**Exercise set:**
1 - From the Ali Shahab biography above the data, list every occupation its first sentence gives for him.
2 - Please reproduce the Ali Shahab biography word for word, everything from "Indonesian journalist and" down to "least 17 films.".
3 - Continue the Ali Shahab biography from the point where it ends.

**Excerpted text:**
------------------------------------------------

Indonesian journalist and director (1941–2018)

Ali Shahab (علي شهاب; September 22, 1941 – December 25, 2018) was an Indonesian film director, screenwriter, journalist, and novelist. Before entering the world of film, Ali was active as a journalist in a number of mass media, one of whom had become the editor in chief of Indonesia Jaya. He has also been a caricature maker, active in the theater, and a novelist. There are at least 20 works of books, including several novels, which have been published from 1969 to 2006. In addition, in the world of cinema, Ali has recorded at least 14 film titles and more than 8 television series and soap operas as directors. As a screenwriter, he is involved in at least 17 films.

In addition, Ali was a member of the National Film Council (1989–1994), founder and general chairperson of the Indonesian Production House Association (1991), chairman of the judging division of the Indonesian Soap Opera Festival (1994–1998), and member of the National Film Consideration Agency (1995–1998).

------------------------------------------------

**Data to examine:**
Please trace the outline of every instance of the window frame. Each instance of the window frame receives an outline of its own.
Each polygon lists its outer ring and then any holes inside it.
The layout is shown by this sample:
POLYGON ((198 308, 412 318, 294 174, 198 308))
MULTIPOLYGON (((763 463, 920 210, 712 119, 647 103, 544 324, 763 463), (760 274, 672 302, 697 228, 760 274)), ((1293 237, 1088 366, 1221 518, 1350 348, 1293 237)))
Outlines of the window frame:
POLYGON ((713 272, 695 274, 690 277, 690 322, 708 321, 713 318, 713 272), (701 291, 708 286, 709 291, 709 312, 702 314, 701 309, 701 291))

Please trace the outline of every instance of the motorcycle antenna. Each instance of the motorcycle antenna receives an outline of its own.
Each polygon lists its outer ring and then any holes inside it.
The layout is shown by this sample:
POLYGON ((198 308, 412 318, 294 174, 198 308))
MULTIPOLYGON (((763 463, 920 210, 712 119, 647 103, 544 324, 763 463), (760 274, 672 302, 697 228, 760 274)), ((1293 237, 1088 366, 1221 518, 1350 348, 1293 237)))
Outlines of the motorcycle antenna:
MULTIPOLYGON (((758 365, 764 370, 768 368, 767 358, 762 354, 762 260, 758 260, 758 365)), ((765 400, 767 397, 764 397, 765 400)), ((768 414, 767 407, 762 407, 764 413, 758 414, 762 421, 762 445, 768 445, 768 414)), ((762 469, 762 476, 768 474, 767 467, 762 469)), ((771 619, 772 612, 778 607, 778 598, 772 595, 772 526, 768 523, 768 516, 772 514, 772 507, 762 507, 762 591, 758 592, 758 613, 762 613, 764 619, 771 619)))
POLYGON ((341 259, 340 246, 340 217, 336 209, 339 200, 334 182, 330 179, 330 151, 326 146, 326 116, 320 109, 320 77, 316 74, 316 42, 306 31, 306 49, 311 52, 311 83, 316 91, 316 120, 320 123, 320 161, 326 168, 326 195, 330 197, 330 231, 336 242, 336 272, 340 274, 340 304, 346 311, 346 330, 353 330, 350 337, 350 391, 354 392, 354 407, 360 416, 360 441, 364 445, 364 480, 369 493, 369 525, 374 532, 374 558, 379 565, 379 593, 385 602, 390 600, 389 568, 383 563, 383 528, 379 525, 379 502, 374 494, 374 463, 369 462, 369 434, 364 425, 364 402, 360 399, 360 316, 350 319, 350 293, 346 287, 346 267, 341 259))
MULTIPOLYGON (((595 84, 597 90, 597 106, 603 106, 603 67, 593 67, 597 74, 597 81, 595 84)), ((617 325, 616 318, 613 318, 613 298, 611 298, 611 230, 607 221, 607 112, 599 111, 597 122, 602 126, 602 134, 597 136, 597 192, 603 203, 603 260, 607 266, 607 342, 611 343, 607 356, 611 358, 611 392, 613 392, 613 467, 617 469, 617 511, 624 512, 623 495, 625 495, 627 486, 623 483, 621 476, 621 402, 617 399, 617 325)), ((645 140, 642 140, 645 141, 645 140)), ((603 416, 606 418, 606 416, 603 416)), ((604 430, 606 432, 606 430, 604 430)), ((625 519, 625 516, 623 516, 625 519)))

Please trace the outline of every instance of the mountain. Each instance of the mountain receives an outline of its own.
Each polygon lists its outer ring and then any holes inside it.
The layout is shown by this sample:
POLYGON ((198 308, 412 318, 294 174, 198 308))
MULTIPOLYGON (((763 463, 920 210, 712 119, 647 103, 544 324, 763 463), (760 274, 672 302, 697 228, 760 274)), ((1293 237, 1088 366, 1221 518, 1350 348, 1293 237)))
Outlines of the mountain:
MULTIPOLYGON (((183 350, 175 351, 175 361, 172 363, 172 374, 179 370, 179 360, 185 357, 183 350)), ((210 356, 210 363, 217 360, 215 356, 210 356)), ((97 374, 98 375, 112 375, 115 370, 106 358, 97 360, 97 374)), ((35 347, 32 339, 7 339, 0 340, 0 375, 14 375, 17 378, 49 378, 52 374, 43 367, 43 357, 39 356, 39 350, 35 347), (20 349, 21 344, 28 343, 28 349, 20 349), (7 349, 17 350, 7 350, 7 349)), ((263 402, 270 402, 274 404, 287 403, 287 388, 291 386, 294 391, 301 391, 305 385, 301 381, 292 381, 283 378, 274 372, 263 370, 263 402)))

------------------------------------------------

**Expected responses:**
1 -
- Film director
- Screenwriter
- Journalist
- Novelist

2 -
Indonesian journalist and director (1941–2018)

Ali Shahab (علي شهاب; September 22, 1941 – December 25, 2018) was an Indonesian film director, screenwriter, journalist, and novelist. Before entering the world of film, Ali was active as a journalist in a number of mass media, one of whom had become the editor in chief of Indonesia Jaya. He has also been a caricature maker, active in the theater, and a novelist. There are at least 20 works of books, including several novels, which have been published from 1969 to 2006. In addition, in the world of cinema, Ali has recorded at least 14 film titles and more than 8 television series and soap operas as directors. As a screenwriter, he is involved in at least 17 films.

3 -
==Career==
His career in the film world began when he was involved as an artistic stylist in the film Di Balik Tjahaja Gemerlapan directed by Misbach Yusa Biran in 1966. After that, his works in the cinemas world was not heard anymore. He only returned to the world of film in the early 1970s when he became acquainted with Suzzanna and Dicky Suprapto, the owner of Tidar Jaya Film.

Ali first worked in the field of film directing through the film Beranak Dalam Kubur together with Awaludin in 1972. In addition, while actively filling out TVRI shows, he successfully directed the television series Rumah Masa Depan in 1984. Thanks to the television series, he was referred to as a pioneer in creating a stripping program in Indonesia.